To be done: Can you copy the material below word for word, keeping every line as it stands?

Supplied records:
------------------------------------------------
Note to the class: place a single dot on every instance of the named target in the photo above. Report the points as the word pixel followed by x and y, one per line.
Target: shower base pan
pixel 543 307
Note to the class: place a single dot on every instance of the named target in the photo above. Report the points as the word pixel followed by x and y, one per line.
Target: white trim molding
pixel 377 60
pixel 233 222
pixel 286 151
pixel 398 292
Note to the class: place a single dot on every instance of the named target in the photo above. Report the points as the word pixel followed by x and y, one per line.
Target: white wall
------------------------------------------------
Task answer:
Note to the class: place a single dot on every instance of the named target in the photo above. Report the points as the word pixel followed by x and y, one per line.
Target: shower base pan
pixel 543 307
Note to the class: place a single dot on every instance of the named target in the photo above. Report the points as the word pixel followed by x and y, one per line.
Target: white trim molding
pixel 377 60
pixel 233 222
pixel 286 151
pixel 398 292
Note to the class: place a single dot on every instance of the named target in the photo above. Report the points as the word pixel followed by x and y, one per line.
Target: white wall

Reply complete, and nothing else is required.